▶ _Bacaan_
>>>>>
بسم الله الرحمن الرحيم
Fiqh
Hajr (1)
Segala puji bagi Allah, shalawat dan salam semoga
terlimpah kepada Rasulullah, kepada keluarganya, kepada para sahabatnya dan
orang-orang yang mengikutinya hingga hari Kiamat, amma ba’du:
Sesungguhnya
Islam datang untuk menjaga harta dan hak-hak manusia. Oleh karena itulah
disyari’atkan melakukan penghajran (pencegahan tindakan) terhadap orang yang
berhak dihajr untuk menjaga harta orang lain dan hak-haknya.
B.
Ta’rif (definisi) hajr
Hajr
secara bahasa artinya mempersempit dan menghalangi. sebagaimana dalam sabda
Rasulullah shallallahu 'alaihi wa sallam kepada orang Arab badui yang berkata, "Ya
Allah sayangilah aku dan sayangilah Muhamad, dan jangan Engkau menyayangi
seorang pun bersama kami," maka Beliau bersabda:
لَقَدْ حَجََرْتَ وَاسِعًا
"Kamu telah cegah sesuatu yang luas,”
maksudnya rahmat Allah. (HR. Bukhari)
Sedangkan
secara syara’ hajr artinya mencegah seseorang melakukan tindakan dalam
hartanya.
C.
Dalil pensyariatan Hajr
Dalil
tentang hajr adalah firman Allah Subhaanahu wa Ta'aala:
"Dan janganlah
kamu serahkan kepada orang-orang yang belum sempurna akalnya, harta (mereka
yang ada dalam kekuasaanmu) yang dijadikan Allah sebagai pokok kehidupan.
berilah mereka belanja dan pakaian (dari hasil harta itu) dan ucapkanlah kepada
mereka kata-kata yang baik. (An Nisaa’: 5)
Orang
yang belum sempurna akalnya ialah anak yatim yang belum baligh atau orang
dewasa yang tidak dapat mengatur harta bendanya, termasuk pula orang-orang yang
sama dengan mereka seperti orang gila dan anak kecil. Dilakukan pencegahan adalah
agar tidak merusak hartanya dan
menghilangkannya, dan tidak diserahkan hartanya kecuali setelah benar-benar
cerdas. Dan bagi wali berhak mengatur harta mereka jika maslahat menghendaki.
Allah Subhaanahu wa Ta'aala berfirman, “Dan ujilah anak yatim itu sampai
mereka cukup umur untuk kawin. kemudian jika menurut pendapatmu mereka telah
cerdas (pandai memelihara harta), maka serahkanlah kepada mereka
harta-hartanya. “ (Terj. An Nisaa’: 6)
Menguji
di ayat ini adalah mengadakan penyelidikan terhadap mereka tentang keagamaan,
usaha-usaha mereka, kelakuan mereka dan lain-lain sampai diketahui bahwa anak
itu dapat dipercayai.
<<<<<
▶ _Data Entri_
>>>>>
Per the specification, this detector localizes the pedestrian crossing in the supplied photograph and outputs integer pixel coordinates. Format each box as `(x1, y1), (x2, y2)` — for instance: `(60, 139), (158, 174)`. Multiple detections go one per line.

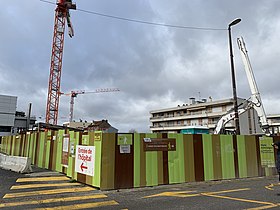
(0, 176), (119, 210)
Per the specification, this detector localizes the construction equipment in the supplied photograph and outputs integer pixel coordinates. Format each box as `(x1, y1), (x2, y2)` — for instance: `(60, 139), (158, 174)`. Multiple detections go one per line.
(214, 37), (270, 134)
(60, 88), (120, 122)
(46, 0), (76, 125)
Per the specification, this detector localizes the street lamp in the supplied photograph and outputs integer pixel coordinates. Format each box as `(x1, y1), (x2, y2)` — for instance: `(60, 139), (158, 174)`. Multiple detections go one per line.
(228, 18), (241, 135)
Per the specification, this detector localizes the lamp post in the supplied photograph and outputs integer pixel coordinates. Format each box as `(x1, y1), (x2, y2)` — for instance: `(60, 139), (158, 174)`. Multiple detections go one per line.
(228, 18), (241, 135)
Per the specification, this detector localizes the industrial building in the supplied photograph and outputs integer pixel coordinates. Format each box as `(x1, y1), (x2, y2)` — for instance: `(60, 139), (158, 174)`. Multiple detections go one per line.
(0, 95), (36, 136)
(150, 98), (262, 135)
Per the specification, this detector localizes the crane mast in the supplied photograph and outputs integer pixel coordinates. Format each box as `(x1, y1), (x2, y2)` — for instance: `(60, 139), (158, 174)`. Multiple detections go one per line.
(46, 0), (76, 125)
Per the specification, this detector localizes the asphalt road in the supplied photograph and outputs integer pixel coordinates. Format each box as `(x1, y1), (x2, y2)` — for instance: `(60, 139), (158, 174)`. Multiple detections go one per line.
(0, 169), (280, 210)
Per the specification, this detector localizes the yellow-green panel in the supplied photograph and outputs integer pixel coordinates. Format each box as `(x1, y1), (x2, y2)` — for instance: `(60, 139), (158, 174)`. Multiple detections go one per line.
(237, 135), (248, 178)
(220, 135), (235, 179)
(168, 134), (186, 184)
(145, 133), (158, 186)
(202, 134), (214, 181)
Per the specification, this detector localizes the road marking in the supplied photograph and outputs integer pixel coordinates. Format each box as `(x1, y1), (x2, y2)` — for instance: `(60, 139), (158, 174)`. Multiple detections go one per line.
(143, 188), (250, 198)
(247, 204), (280, 210)
(3, 187), (95, 198)
(143, 191), (200, 198)
(203, 188), (250, 195)
(201, 193), (274, 205)
(265, 183), (280, 190)
(16, 176), (70, 182)
(0, 194), (107, 208)
(11, 182), (82, 190)
(34, 200), (119, 210)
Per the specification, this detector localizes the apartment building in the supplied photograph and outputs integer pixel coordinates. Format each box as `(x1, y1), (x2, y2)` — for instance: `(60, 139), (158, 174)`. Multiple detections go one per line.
(150, 98), (262, 135)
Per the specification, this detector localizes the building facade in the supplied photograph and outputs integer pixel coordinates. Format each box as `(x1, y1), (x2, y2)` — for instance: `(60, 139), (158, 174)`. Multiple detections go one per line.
(150, 98), (262, 135)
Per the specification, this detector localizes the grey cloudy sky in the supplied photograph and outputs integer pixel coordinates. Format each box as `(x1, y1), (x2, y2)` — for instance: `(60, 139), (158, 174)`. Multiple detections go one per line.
(0, 0), (280, 132)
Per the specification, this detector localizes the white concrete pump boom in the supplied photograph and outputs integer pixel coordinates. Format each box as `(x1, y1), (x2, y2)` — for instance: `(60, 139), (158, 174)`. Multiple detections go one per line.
(214, 37), (269, 134)
(237, 37), (269, 132)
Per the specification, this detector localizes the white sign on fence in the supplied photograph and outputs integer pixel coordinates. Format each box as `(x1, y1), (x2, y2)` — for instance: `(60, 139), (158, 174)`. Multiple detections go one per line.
(75, 145), (95, 176)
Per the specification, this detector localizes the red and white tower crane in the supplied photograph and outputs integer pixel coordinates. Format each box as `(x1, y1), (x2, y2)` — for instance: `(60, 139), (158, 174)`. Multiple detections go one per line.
(46, 0), (76, 125)
(60, 88), (120, 122)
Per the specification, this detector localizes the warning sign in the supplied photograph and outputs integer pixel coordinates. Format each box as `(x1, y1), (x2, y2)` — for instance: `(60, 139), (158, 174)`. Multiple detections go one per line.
(75, 145), (95, 176)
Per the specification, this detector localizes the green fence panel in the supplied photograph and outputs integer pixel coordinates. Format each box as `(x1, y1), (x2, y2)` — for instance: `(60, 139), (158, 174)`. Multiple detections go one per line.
(133, 133), (141, 187)
(145, 134), (158, 186)
(202, 134), (214, 181)
(168, 134), (186, 184)
(220, 135), (235, 179)
(236, 135), (248, 178)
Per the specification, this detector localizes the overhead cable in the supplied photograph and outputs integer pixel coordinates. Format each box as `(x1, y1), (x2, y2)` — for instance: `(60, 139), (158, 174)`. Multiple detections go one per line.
(39, 0), (227, 31)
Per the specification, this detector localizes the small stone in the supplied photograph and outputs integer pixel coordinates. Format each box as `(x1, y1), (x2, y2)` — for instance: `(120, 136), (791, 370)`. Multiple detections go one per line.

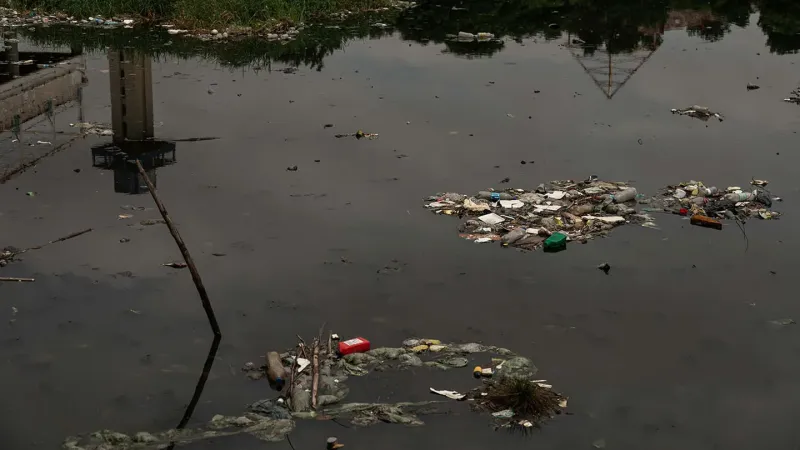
(103, 431), (131, 444)
(232, 416), (253, 427)
(398, 353), (422, 367)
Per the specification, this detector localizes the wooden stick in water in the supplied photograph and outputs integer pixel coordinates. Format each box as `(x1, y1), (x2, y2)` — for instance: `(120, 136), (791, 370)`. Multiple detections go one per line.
(311, 340), (319, 409)
(136, 159), (222, 336)
(0, 277), (36, 283)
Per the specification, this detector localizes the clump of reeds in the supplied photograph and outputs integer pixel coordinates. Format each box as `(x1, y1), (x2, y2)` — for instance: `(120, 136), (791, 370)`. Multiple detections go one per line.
(477, 378), (564, 426)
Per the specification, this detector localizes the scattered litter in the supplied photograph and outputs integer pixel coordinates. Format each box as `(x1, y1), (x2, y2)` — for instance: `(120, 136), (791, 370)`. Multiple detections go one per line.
(456, 31), (494, 42)
(73, 338), (564, 450)
(544, 233), (567, 252)
(339, 337), (370, 356)
(582, 215), (625, 224)
(325, 437), (344, 450)
(425, 176), (781, 251)
(769, 319), (797, 327)
(297, 358), (311, 373)
(334, 130), (378, 140)
(500, 199), (525, 210)
(671, 105), (723, 122)
(478, 213), (505, 225)
(689, 214), (722, 230)
(783, 88), (800, 105)
(431, 388), (466, 400)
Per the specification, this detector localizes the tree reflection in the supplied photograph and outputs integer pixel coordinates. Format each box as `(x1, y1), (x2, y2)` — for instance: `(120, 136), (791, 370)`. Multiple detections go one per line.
(10, 0), (800, 66)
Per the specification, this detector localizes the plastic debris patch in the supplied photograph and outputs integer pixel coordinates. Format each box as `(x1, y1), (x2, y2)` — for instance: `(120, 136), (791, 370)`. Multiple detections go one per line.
(425, 176), (781, 252)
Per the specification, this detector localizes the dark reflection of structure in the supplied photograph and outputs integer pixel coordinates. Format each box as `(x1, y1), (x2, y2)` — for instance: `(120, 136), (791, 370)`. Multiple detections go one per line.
(92, 49), (177, 194)
(92, 140), (177, 194)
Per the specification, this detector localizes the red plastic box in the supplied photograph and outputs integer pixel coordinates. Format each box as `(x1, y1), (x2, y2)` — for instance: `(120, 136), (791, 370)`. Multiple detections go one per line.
(339, 337), (369, 356)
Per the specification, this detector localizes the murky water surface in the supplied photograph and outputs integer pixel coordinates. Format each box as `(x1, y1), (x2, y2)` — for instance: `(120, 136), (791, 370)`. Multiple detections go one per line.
(0, 0), (800, 449)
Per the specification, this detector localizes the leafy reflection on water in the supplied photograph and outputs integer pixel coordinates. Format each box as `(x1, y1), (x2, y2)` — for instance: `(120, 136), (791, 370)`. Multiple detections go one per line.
(17, 0), (800, 70)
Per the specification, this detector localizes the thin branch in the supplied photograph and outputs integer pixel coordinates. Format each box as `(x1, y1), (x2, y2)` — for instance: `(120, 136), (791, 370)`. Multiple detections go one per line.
(136, 159), (222, 336)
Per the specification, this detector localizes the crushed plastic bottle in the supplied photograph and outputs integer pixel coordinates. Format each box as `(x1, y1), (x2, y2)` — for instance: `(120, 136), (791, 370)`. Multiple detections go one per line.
(613, 188), (638, 203)
(500, 228), (527, 247)
(478, 191), (514, 202)
(725, 192), (756, 202)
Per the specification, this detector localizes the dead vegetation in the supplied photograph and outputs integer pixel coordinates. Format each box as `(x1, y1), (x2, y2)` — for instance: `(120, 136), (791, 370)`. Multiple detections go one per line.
(476, 378), (566, 428)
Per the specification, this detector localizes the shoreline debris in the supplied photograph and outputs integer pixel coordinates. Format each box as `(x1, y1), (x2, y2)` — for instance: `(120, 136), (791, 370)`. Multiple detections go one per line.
(671, 105), (724, 122)
(69, 338), (566, 450)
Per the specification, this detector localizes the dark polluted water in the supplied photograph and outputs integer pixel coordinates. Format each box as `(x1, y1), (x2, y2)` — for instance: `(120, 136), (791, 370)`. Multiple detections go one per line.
(0, 0), (800, 450)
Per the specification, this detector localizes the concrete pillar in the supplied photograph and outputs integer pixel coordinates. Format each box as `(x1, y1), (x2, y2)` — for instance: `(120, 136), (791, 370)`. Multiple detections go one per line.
(108, 49), (153, 142)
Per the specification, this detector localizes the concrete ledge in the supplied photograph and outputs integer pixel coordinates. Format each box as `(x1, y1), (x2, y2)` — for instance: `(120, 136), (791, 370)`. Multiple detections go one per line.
(0, 56), (84, 131)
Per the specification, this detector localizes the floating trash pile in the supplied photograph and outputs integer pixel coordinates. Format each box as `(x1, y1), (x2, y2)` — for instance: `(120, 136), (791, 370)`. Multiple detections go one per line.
(425, 176), (655, 251)
(783, 88), (800, 105)
(425, 176), (781, 251)
(671, 105), (723, 122)
(648, 179), (782, 222)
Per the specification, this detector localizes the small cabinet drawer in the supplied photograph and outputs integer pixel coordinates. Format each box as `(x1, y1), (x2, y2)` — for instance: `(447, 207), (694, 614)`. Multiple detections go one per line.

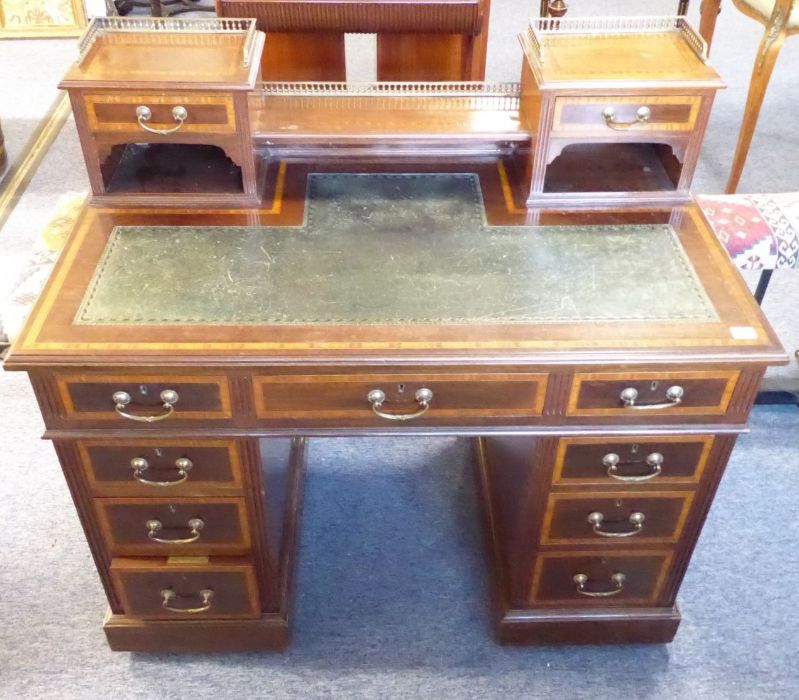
(541, 492), (693, 546)
(95, 498), (250, 556)
(56, 374), (232, 428)
(84, 92), (236, 140)
(566, 370), (740, 420)
(530, 551), (671, 607)
(552, 435), (714, 487)
(111, 557), (261, 620)
(552, 95), (702, 138)
(76, 438), (241, 497)
(253, 372), (547, 426)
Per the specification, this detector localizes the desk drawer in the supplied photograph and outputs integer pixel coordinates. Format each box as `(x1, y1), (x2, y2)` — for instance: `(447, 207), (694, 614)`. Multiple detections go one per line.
(56, 374), (232, 428)
(75, 438), (241, 497)
(84, 93), (236, 136)
(552, 435), (714, 488)
(94, 498), (250, 556)
(541, 492), (693, 546)
(530, 551), (671, 607)
(111, 557), (261, 620)
(253, 373), (547, 426)
(566, 370), (740, 420)
(552, 95), (702, 139)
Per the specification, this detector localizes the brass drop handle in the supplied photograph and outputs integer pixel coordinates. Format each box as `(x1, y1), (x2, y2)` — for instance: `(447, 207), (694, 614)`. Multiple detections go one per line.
(136, 105), (189, 136)
(130, 457), (194, 486)
(572, 573), (627, 598)
(588, 512), (646, 537)
(111, 389), (180, 423)
(602, 107), (652, 131)
(602, 452), (663, 482)
(366, 387), (433, 420)
(145, 518), (205, 544)
(619, 385), (685, 411)
(161, 588), (214, 615)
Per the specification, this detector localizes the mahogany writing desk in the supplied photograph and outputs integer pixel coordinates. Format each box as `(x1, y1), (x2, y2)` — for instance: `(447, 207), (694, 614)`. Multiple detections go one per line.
(1, 160), (785, 650)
<<<<<
▶ _Soal 1_
Menurut bacaan tentang hajr, apa arti hajr secara syara'?
▶ _Soal 2_
Ketik ulang bagian bacaan tentang hajr mulai dari "maksudnya rahmat Allah." sampai dengan "sebagai pokok kehidupan.".
Jawablah hanya berdasarkan bacaan.

▶ _Hasil Tugas 1_
Secara syara', hajr artinya mencegah seseorang melakukan tindakan dalam hartanya.

▶ _Hasil Tugas 2_
maksudnya rahmat Allah. (HR. Bukhari)
Sedangkan
secara syara’ hajr artinya mencegah seseorang melakukan tindakan dalam
hartanya.
C.
Dalil pensyariatan Hajr
Dalil
tentang hajr adalah firman Allah Subhaanahu wa Ta'aala:
"Dan janganlah
kamu serahkan kepada orang-orang yang belum sempurna akalnya, harta (mereka
yang ada dalam kekuasaanmu) yang dijadikan Allah sebagai pokok kehidupan.